#### RECORDS PROVIDED ####

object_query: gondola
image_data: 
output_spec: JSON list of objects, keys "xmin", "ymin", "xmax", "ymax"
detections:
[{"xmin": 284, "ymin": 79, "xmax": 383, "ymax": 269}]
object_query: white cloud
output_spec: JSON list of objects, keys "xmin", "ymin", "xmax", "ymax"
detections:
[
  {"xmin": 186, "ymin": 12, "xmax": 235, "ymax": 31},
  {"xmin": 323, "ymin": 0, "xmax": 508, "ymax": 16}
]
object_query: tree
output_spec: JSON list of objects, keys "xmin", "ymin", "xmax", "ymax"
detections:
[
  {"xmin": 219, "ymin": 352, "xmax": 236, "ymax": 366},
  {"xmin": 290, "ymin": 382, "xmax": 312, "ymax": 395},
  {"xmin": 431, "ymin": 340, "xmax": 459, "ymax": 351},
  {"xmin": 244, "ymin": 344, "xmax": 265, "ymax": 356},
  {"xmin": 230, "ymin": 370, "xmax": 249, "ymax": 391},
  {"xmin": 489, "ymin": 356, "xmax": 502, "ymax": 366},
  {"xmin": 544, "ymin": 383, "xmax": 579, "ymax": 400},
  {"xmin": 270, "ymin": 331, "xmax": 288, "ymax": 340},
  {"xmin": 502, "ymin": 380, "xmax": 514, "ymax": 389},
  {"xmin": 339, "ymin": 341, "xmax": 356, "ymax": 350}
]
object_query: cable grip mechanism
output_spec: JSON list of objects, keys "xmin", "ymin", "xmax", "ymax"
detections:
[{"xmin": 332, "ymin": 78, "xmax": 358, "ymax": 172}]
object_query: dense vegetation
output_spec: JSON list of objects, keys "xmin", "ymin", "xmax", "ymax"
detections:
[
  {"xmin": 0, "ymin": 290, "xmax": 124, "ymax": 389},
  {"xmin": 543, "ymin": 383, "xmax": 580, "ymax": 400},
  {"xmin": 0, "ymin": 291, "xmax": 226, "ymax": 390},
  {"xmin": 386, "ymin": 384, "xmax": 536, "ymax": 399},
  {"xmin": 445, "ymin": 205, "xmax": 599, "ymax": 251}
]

####

### PROBLEM DESCRIPTION:
This exercise calls for the entries to be restated exactly.

### ANSWER FOR THIS EXERCISE:
object_query: gondola
image_data: 
output_spec: JSON list of objects, keys "xmin", "ymin", "xmax", "ymax"
detections:
[{"xmin": 284, "ymin": 79, "xmax": 383, "ymax": 269}]
object_query: white cloud
output_spec: JSON list of objects, keys "xmin", "ymin", "xmax", "ymax"
detections:
[
  {"xmin": 186, "ymin": 12, "xmax": 235, "ymax": 31},
  {"xmin": 323, "ymin": 0, "xmax": 508, "ymax": 16}
]
object_query: tree
output_spec: JSON list of objects, keys "xmin", "ymin", "xmax", "ymax"
detections:
[
  {"xmin": 219, "ymin": 352, "xmax": 236, "ymax": 366},
  {"xmin": 290, "ymin": 382, "xmax": 312, "ymax": 395},
  {"xmin": 431, "ymin": 340, "xmax": 459, "ymax": 351},
  {"xmin": 244, "ymin": 344, "xmax": 265, "ymax": 356},
  {"xmin": 230, "ymin": 370, "xmax": 249, "ymax": 391},
  {"xmin": 489, "ymin": 356, "xmax": 502, "ymax": 366},
  {"xmin": 544, "ymin": 383, "xmax": 579, "ymax": 400},
  {"xmin": 270, "ymin": 331, "xmax": 288, "ymax": 340},
  {"xmin": 502, "ymin": 380, "xmax": 514, "ymax": 389},
  {"xmin": 339, "ymin": 341, "xmax": 356, "ymax": 350}
]
object_query: cable grip mechanism
output_spec: JSON list of objects, keys "xmin", "ymin", "xmax", "ymax"
detections:
[{"xmin": 332, "ymin": 78, "xmax": 358, "ymax": 172}]
object_query: dense vegetation
output_spec: JSON list of objects, keys "xmin", "ymin", "xmax", "ymax"
detections:
[
  {"xmin": 0, "ymin": 290, "xmax": 124, "ymax": 389},
  {"xmin": 543, "ymin": 383, "xmax": 580, "ymax": 400},
  {"xmin": 0, "ymin": 291, "xmax": 226, "ymax": 390},
  {"xmin": 386, "ymin": 384, "xmax": 536, "ymax": 399},
  {"xmin": 445, "ymin": 205, "xmax": 599, "ymax": 251}
]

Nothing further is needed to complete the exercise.